▸ **WORK INSTRUCTION**:
Once the line containing "Pass-network tagging: label the church roof" is found in the records below, return it and each following line exactly, up to and including the line containing "Pass-network tagging: label the hillside meadow", and nothing else.

Dataset entries:
╔══
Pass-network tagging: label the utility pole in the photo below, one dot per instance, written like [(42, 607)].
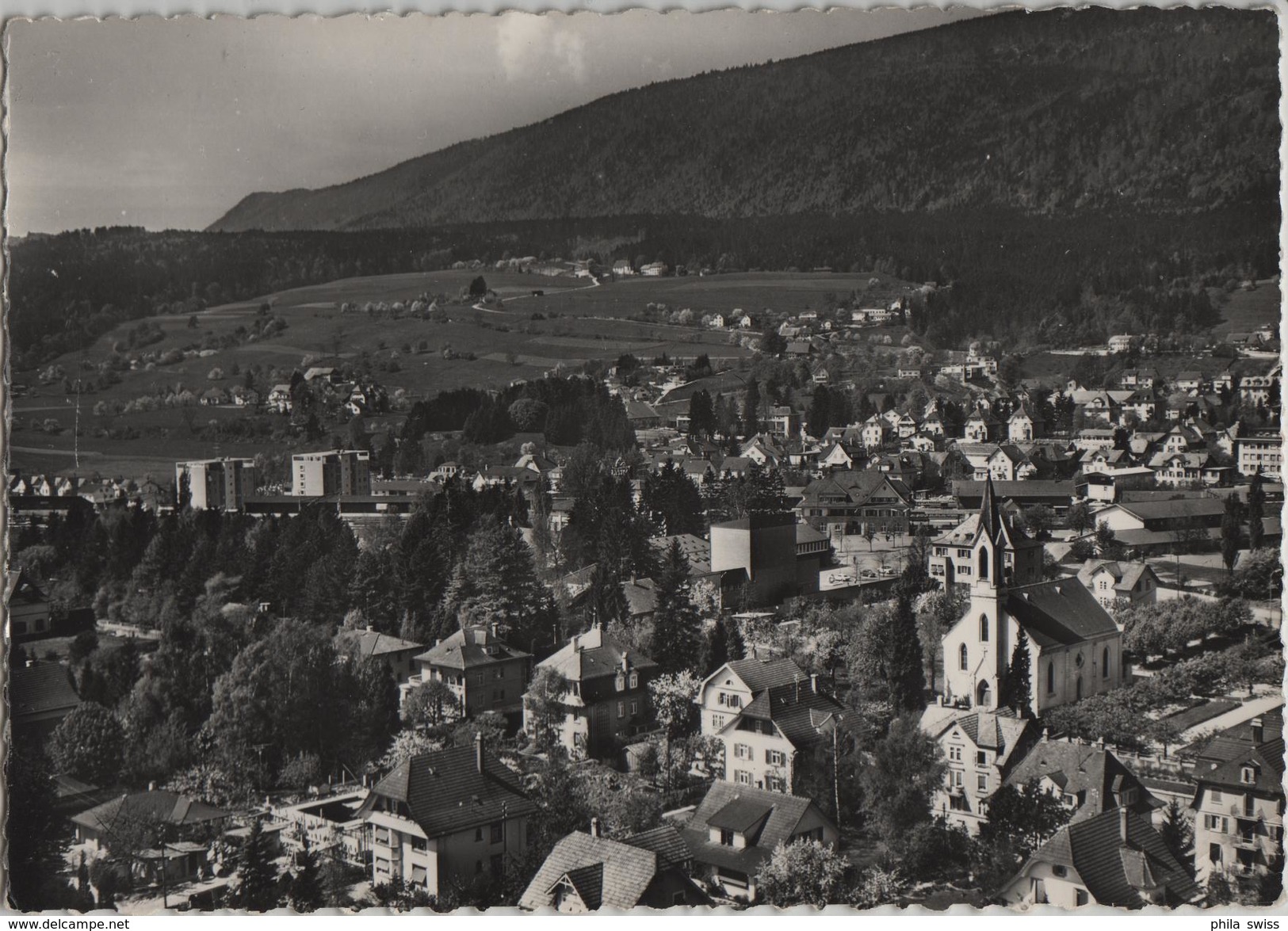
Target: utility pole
[(164, 891), (836, 772)]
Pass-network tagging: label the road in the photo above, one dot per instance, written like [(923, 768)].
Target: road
[(1244, 712), (521, 296)]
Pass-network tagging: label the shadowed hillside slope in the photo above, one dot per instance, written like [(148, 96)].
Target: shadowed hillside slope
[(1049, 113)]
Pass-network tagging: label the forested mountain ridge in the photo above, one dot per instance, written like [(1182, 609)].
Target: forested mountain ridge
[(1050, 113)]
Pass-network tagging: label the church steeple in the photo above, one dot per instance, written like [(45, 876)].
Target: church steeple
[(989, 518)]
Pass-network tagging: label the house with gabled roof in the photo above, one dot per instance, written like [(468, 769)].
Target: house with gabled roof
[(1116, 859), (875, 432), (835, 456), (280, 398), (587, 872), (1117, 584), (1075, 647), (769, 741), (854, 498), (40, 696), (441, 819), (1023, 426), (396, 653), (979, 750), (1086, 778), (736, 828), (483, 671), (1240, 801), (1009, 464), (27, 607), (982, 426), (607, 694), (133, 822)]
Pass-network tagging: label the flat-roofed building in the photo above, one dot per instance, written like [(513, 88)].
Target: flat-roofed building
[(338, 471), (216, 484)]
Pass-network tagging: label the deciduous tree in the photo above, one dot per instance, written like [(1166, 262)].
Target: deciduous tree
[(803, 873)]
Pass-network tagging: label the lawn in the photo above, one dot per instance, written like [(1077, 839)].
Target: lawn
[(1246, 311), (1184, 720)]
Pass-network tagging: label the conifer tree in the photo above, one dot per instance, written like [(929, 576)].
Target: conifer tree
[(906, 680), (1018, 684), (717, 648), (737, 646), (307, 894), (675, 621), (751, 408), (257, 879), (1256, 510), (607, 601)]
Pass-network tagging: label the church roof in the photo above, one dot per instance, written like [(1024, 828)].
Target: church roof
[(1059, 612)]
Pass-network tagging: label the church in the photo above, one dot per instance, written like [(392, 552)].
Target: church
[(1075, 647)]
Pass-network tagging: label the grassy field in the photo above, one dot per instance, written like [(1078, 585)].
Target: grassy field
[(1246, 311), (575, 322)]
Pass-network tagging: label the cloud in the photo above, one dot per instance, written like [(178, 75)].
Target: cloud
[(529, 45)]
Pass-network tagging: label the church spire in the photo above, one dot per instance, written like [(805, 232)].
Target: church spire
[(989, 518)]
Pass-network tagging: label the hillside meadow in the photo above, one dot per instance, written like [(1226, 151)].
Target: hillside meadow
[(575, 322)]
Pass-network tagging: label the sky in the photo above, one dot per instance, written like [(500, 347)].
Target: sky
[(169, 123)]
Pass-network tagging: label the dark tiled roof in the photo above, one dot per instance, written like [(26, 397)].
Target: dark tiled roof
[(1059, 612), (594, 654), (797, 710), (589, 883), (367, 643), (786, 811), (760, 675), (663, 841), (742, 815), (1032, 488), (1221, 760), (468, 649), (612, 873), (1117, 872), (156, 807), (445, 792), (1178, 508), (1081, 769), (41, 687)]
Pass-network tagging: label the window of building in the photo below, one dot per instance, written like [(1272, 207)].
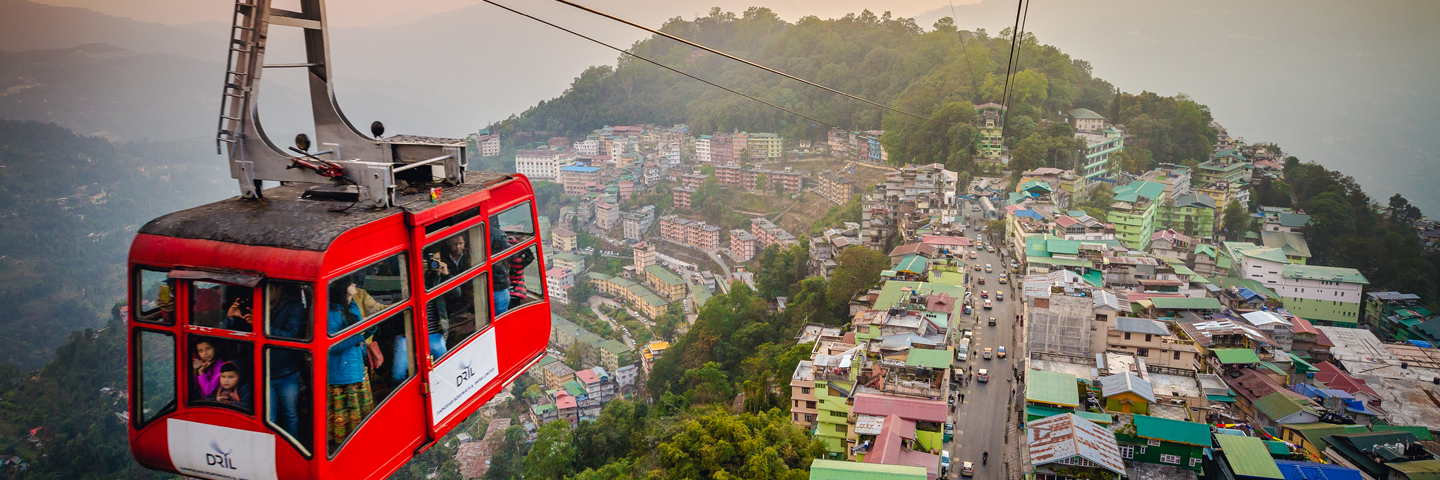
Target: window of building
[(288, 310), (154, 389), (154, 297), (373, 289), (452, 255)]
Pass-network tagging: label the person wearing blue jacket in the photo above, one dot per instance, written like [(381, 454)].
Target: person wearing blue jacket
[(349, 394)]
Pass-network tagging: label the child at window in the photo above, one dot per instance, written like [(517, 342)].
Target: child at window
[(231, 391), (206, 368)]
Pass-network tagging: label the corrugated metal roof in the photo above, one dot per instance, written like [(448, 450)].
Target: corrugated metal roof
[(1063, 437), (1172, 431), (1249, 457), (850, 470), (1126, 382), (1229, 356), (1053, 388), (1139, 326)]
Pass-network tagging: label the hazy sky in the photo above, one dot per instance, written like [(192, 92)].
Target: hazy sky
[(349, 13), (1347, 84)]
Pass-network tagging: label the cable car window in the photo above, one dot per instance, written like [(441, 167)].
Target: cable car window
[(452, 221), (154, 375), (363, 371), (451, 317), (221, 306), (454, 255), (517, 280), (510, 228), (221, 372), (288, 402), (373, 287), (156, 294), (287, 310)]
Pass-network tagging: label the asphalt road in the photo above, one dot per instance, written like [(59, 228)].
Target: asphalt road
[(981, 420)]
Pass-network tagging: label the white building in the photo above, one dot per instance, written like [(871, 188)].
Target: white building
[(559, 280), (703, 149), (588, 147), (488, 144), (542, 163)]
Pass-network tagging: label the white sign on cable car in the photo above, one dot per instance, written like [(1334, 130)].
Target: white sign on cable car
[(209, 451), (462, 375)]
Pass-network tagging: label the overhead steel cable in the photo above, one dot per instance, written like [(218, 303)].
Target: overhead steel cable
[(964, 49), (1008, 61), (1020, 46), (693, 77), (748, 62)]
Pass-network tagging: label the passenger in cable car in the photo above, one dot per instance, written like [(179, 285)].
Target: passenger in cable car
[(231, 391), (288, 319), (205, 365), (349, 398)]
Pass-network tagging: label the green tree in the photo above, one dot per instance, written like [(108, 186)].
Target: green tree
[(507, 460), (1234, 221), (857, 268), (553, 453)]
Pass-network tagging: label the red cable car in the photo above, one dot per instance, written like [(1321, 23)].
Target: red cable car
[(342, 322)]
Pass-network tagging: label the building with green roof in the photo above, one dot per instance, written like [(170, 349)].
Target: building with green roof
[(1247, 457), (853, 470), (1051, 388), (1165, 441), (1134, 212)]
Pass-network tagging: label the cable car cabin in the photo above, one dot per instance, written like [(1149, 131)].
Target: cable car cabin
[(307, 338)]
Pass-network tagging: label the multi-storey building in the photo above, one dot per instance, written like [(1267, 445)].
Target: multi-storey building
[(664, 283), (765, 146), (1086, 120), (559, 280), (1191, 214), (742, 245), (837, 188), (729, 175), (579, 180), (606, 215), (1134, 214), (1099, 147), (991, 118), (565, 240), (542, 163), (769, 234), (680, 196), (488, 144)]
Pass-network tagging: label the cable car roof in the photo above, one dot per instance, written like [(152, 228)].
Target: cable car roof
[(284, 219)]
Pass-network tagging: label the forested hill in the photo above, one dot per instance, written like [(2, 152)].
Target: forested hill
[(71, 203), (923, 69)]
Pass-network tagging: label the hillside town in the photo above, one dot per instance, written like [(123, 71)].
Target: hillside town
[(1136, 339)]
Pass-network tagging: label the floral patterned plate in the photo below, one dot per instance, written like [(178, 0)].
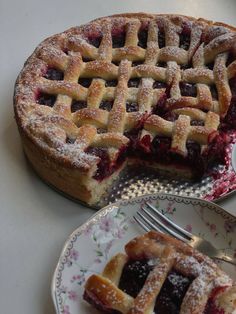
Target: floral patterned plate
[(90, 246)]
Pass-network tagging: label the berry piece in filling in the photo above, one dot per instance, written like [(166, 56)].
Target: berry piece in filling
[(103, 167), (187, 89), (111, 83), (172, 293), (85, 82), (131, 107), (169, 300), (142, 37), (54, 74), (134, 82), (161, 38), (106, 105), (185, 36), (230, 119), (118, 40), (133, 276), (46, 99), (157, 84), (95, 40), (77, 105)]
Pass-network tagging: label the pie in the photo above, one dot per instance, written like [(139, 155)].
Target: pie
[(154, 90), (159, 274)]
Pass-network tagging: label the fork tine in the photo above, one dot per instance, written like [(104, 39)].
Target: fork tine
[(160, 224), (143, 225), (148, 223), (176, 227)]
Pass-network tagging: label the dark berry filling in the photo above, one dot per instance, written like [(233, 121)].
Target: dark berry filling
[(94, 300), (46, 99), (210, 66), (211, 307), (70, 140), (172, 293), (170, 116), (131, 107), (95, 40), (230, 118), (142, 38), (118, 40), (214, 92), (185, 37), (54, 74), (157, 85), (187, 89), (135, 63), (186, 66), (197, 123), (104, 167), (161, 64), (77, 105), (85, 59), (169, 300), (133, 276), (85, 82), (161, 38), (134, 82), (111, 83), (106, 105)]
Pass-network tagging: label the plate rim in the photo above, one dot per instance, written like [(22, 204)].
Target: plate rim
[(186, 199)]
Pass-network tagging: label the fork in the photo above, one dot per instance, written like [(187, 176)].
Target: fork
[(150, 218)]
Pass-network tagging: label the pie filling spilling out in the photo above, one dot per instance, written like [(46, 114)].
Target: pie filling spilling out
[(154, 90), (158, 274)]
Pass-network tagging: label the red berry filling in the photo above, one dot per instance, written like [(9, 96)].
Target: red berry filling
[(214, 92), (106, 105), (118, 40), (187, 89), (93, 300), (142, 38), (185, 36), (105, 168), (77, 105), (131, 107), (111, 83), (54, 74), (46, 99), (95, 40), (157, 85), (134, 82), (172, 292), (85, 82), (161, 38), (211, 307), (135, 63)]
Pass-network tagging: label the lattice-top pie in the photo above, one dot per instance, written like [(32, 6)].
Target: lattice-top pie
[(159, 90), (159, 274)]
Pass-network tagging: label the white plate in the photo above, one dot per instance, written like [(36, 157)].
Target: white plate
[(90, 246)]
╚══
▸ **THE ANSWER**:
Pass-network tagging: label the church roof in the photo above, one dot per instance, written like [(1024, 828)].
Target: church roof
[(1059, 612)]
Pass-network tagging: label the church in the photo above, one dot per instance, written like [(392, 552)].
Target: church
[(1075, 647)]
Pass-network tagging: label the grassy field in the photo above, one dot per instance, written like [(1078, 585)].
Target: grassy field
[(1246, 311), (575, 322)]
Pass-network tagging: label the cloud in the photo above, one dot per instance, written like [(178, 75)].
Target: cloud
[(529, 45)]
Pass-network tagging: label the church spire in the photo above, one dot per instance, written like [(805, 232)].
Target: church spire
[(989, 518)]
Pass-network tagging: label the hillside meadow in the photo above, one dot per instance, written like [(1226, 151)].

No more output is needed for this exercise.